-- begin Data --

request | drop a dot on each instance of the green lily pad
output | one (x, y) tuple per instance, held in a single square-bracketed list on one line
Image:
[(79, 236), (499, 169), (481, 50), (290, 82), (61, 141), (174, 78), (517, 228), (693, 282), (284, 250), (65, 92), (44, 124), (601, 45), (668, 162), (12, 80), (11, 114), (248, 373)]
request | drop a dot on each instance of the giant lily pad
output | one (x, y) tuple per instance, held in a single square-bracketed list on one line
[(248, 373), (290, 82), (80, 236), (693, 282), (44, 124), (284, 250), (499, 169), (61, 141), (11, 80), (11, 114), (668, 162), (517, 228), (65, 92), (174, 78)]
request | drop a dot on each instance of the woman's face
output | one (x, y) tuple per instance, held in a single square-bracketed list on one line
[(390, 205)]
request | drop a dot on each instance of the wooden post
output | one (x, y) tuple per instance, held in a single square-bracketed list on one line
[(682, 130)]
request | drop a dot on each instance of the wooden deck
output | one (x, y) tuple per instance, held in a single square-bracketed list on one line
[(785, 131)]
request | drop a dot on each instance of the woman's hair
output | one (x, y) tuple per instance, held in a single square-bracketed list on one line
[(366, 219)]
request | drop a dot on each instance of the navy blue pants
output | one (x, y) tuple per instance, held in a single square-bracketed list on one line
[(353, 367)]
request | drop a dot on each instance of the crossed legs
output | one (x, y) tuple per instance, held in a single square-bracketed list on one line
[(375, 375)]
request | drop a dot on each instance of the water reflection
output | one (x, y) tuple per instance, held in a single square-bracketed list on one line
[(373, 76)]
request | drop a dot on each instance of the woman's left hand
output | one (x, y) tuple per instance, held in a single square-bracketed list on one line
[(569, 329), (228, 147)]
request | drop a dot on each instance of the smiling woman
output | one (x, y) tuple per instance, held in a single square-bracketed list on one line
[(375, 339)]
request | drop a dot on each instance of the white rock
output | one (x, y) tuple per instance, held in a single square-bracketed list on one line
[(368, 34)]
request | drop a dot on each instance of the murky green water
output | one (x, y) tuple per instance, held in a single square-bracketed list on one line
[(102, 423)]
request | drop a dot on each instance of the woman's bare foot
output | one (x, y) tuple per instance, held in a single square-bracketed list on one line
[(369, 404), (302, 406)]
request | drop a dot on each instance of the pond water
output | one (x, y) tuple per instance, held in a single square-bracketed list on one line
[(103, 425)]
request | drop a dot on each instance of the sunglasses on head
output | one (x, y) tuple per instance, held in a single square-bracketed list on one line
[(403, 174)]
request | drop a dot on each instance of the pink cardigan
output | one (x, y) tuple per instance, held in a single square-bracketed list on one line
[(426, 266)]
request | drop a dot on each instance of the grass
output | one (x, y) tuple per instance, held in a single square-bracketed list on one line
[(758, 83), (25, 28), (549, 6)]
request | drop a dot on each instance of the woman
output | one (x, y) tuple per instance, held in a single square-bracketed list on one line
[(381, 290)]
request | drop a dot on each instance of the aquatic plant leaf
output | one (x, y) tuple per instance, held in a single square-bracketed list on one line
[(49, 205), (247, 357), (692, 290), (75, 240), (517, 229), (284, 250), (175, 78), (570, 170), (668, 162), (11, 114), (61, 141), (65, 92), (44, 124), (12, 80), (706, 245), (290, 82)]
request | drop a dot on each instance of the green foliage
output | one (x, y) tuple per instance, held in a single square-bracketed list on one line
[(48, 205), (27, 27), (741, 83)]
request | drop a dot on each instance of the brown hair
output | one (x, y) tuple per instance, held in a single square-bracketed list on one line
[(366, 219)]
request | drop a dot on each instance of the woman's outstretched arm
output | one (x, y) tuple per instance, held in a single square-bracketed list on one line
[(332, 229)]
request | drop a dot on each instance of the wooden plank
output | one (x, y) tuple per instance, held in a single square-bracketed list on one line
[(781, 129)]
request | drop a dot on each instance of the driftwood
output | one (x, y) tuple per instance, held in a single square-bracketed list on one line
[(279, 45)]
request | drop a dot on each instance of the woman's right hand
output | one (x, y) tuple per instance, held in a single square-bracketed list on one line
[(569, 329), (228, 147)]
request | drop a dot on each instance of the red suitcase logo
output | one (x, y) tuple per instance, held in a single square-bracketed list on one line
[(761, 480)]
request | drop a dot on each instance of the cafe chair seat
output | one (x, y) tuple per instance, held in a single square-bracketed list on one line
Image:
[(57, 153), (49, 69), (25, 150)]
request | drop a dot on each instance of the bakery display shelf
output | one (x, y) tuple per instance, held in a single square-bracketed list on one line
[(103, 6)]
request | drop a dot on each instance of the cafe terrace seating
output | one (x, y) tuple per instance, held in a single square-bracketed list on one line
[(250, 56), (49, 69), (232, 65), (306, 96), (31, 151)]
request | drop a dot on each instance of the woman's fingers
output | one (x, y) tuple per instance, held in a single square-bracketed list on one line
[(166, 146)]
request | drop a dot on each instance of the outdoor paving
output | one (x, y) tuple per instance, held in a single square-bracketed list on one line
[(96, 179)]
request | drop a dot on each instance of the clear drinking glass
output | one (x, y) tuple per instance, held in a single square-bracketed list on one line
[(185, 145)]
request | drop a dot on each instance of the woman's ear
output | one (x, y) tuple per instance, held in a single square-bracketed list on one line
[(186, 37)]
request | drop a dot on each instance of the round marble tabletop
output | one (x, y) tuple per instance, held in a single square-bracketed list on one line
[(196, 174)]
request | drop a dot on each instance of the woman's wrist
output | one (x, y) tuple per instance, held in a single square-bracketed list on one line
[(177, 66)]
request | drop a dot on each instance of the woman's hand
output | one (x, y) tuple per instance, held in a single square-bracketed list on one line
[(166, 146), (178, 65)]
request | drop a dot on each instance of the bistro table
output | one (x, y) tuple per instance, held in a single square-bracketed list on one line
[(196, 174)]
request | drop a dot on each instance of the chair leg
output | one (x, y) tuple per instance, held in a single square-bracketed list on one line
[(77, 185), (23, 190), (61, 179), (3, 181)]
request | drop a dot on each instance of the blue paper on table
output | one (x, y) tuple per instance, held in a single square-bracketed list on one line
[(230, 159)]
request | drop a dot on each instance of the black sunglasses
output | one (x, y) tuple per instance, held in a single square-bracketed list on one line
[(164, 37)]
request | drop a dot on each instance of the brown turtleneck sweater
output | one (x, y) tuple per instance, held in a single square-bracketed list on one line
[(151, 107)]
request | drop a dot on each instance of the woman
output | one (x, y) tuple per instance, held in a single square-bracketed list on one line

-- end Data --

Format the lines of all the items above as a numbered list, leaving out any blank lines.

● **Output of the task**
1. request | drop a dot on each instance of the green lily pad
2. output | one (x, y) tuple per instance, held in a single square-bracketed list on one line
3. Image:
4. [(79, 236), (499, 169), (481, 50), (290, 82), (61, 141), (174, 78), (517, 228), (693, 282), (284, 250), (65, 92), (44, 124), (601, 45), (668, 162), (12, 80), (11, 114), (248, 373)]
5. request | drop a dot on each instance of the giant lily pad
6. output | one (x, y) tuple per instance, held in a single square-bracketed list on one line
7. [(248, 373), (290, 82), (80, 236), (693, 282), (44, 124), (284, 250), (499, 169), (61, 141), (11, 80), (11, 114), (668, 162), (517, 228), (65, 92), (174, 78)]
8. request | drop a dot on each instance of the woman's face
9. output | one (x, y) tuple per instance, held in a single square-bracketed list on one line
10. [(390, 205)]
11. request | drop a dot on each instance of the wooden post
12. output | one (x, y) tuple per instance, held in a single square-bracketed list on one line
13. [(682, 130)]
14. request | drop a dot on each instance of the wooden deck
15. output | one (x, y) tuple per instance, held in a single square-bracketed list on one line
16. [(785, 131)]
17. request | drop a dot on each instance of the woman's hair
18. output | one (x, y) tuple per instance, held in a single square-bracketed list on one line
19. [(366, 219)]
20. request | drop a dot on each instance of the navy blue pants
21. output | one (x, y) tuple per instance, held in a single square-bracketed list on one line
22. [(353, 367)]
23. request | drop a dot on each instance of the crossed legs
24. output | one (x, y) tuple per instance, held in a single square-bracketed list on one line
25. [(375, 375)]
26. request | drop a dot on each instance of the water reflection
27. output | one (x, y) tuple per instance, held in a single square-bracketed list on one line
28. [(373, 76)]
29. request | drop a dot on each instance of the woman's left hand
30. output | one (x, y) tuple per instance, held in a single square-bracketed list on one line
31. [(569, 329), (228, 147)]
32. request | drop a dot on each instance of the smiling woman
33. output | one (x, y) tuple per instance, held in a single square-bracketed list on one line
34. [(375, 339)]
35. request | drop a dot on each instance of the white rock
36. output | one (x, y) tuple per instance, held in a single square-bracketed list on one line
37. [(368, 34)]
38. request | drop a dot on each instance of the murky green water
39. output | one (x, y) tuple per instance, held in a single square-bracketed list on one line
40. [(102, 423)]
41. request | drop a dot on each instance of the woman's bare foot
42. output | one (x, y) tuple per instance, held in a single square-bracketed list on one line
43. [(369, 404), (302, 406)]
44. request | drop a dot on each instance of the pond water
45. output | one (x, y) tuple per instance, held in a single square-bracketed list on one line
46. [(103, 425)]
47. request | drop a dot on each instance of the sunglasses on head
48. output | one (x, y) tuple per instance, held in a single square-bracketed list on one line
49. [(403, 174)]
50. request | drop a dot on each instance of the pink cardigan
51. output | one (x, y) tuple per instance, held in a single square-bracketed list on one line
52. [(426, 266)]
53. request | drop a dot on each instance of the grass
54. output | one (x, y) tuple per instance, held in a single square-bracketed list on one line
55. [(758, 83), (25, 28), (549, 6)]
56. request | drop a dot on each instance of the woman
57. output | one (x, y) tuple per instance, held in a single square-bracketed list on one line
58. [(381, 290)]
59. request | drop a dot on each instance of the aquatic plant leaf
60. output | one (x, y) tuple per instance, held in a single square-bracketed list on one line
61. [(49, 205), (247, 357), (692, 290), (75, 240), (517, 229), (284, 250), (175, 78), (570, 170), (668, 162), (11, 114), (61, 141), (65, 92), (44, 124), (12, 80), (706, 245), (290, 82)]
62. request | drop a dot on each instance of the green foliage
63. output | one (x, y) tuple per instance, held in a single square-bracketed list on one line
64. [(48, 205), (27, 27), (741, 83)]
65. request | drop a dot on each instance of the brown hair
66. output | one (x, y) tuple per instance, held in a single square-bracketed list on one line
67. [(366, 219)]
68. request | drop a dot on each instance of the woman's outstretched arm
69. output | one (x, y) tuple per instance, held in a single square-bracketed list on one line
70. [(332, 229)]
71. request | drop a dot on each instance of the wooden plank
72. output | one (x, y) tuple per instance, held in a single square-bracketed list on one line
73. [(781, 129)]
74. request | drop a dot on each instance of the driftwood
75. output | one (x, y) tuple per instance, held in a single square-bracketed list on one line
76. [(279, 45)]
77. request | drop a dot on each instance of the woman's right hand
78. output | one (x, y) tuple per instance, held in a single square-bracketed list on one line
79. [(569, 329), (228, 147)]
80. request | drop a dot on each instance of the red suitcase logo
81. output | one (x, y) tuple per instance, held in a single square-bracketed list on one line
82. [(761, 480)]
83. request | drop a dot on each instance of the cafe chair seat
84. output | one (x, y) tuple per instance, held in a single square-bracketed list on one line
85. Image:
86. [(57, 153), (49, 69), (25, 150)]
87. request | drop a dot on each instance of the bakery display shelf
88. output | one (x, y) tuple per instance, held in a single square-bracketed list on one line
89. [(103, 6)]
90. request | drop a dot on each instance of the cafe terrace seating
91. output | one (x, y) tuple per instance, held in a single square-bracketed list on one line
92. [(250, 56), (49, 69), (232, 65), (306, 96), (31, 151)]
93. request | drop a dot on each instance of the woman's fingers
94. output | one (x, y) tuple per instance, held in a single square-bracketed list on one line
95. [(166, 146)]
96. request | drop a dot on each instance of the outdoor paving
97. output | one (x, y) tuple per instance, held in a single square-bracketed list on one line
98. [(96, 179)]
99. request | drop a dot on each instance of the clear drinking glass
100. output | one (x, y) tuple per instance, held in a single square-bracketed list on one line
101. [(185, 145)]
102. request | drop a dot on each instance of the woman's ear
103. output | one (x, y) tuple per instance, held in a single square-bracketed list on one line
104. [(186, 37)]
105. request | drop a dot on each instance of the round marble tabletop
106. output | one (x, y) tuple per instance, held in a single square-bracketed list on one line
107. [(196, 174)]
108. request | drop a dot on each instance of the woman's wrist
109. output | one (x, y) tuple per instance, held in a single square-bracketed list on one line
110. [(177, 66)]
111. request | drop a dot on each instance of the woman's hand
112. output | one (x, y) tuple per instance, held in a single square-bracketed list on one line
113. [(166, 146), (178, 65)]
114. request | drop a dot on each instance of the bistro table
115. output | one (x, y) tuple per instance, held in a single square-bracketed list on one line
116. [(196, 174)]
117. request | drop a dot on each instance of the chair leg
118. output | one (x, y) tuple per instance, held in a single square-bracketed list on one line
119. [(77, 185), (23, 190), (61, 179), (3, 181)]
120. request | drop a dot on each instance of the blue paper on table
121. output | one (x, y) tuple per instance, held in a single square-bracketed list on one line
122. [(230, 159)]
123. request | drop a dot on each instance of the black sunglasses
124. output | one (x, y) tuple per instance, held in a single square-bracketed list on one line
125. [(164, 37)]
126. request | drop a dot on each instance of the brown turtleneck sweater
127. output | one (x, y) tuple per instance, held in a single square-bracketed list on one line
128. [(151, 107)]
129. request | drop a dot on each instance of the woman
130. output | one (x, y) tuple per instance, held in a single square-bracketed list on one line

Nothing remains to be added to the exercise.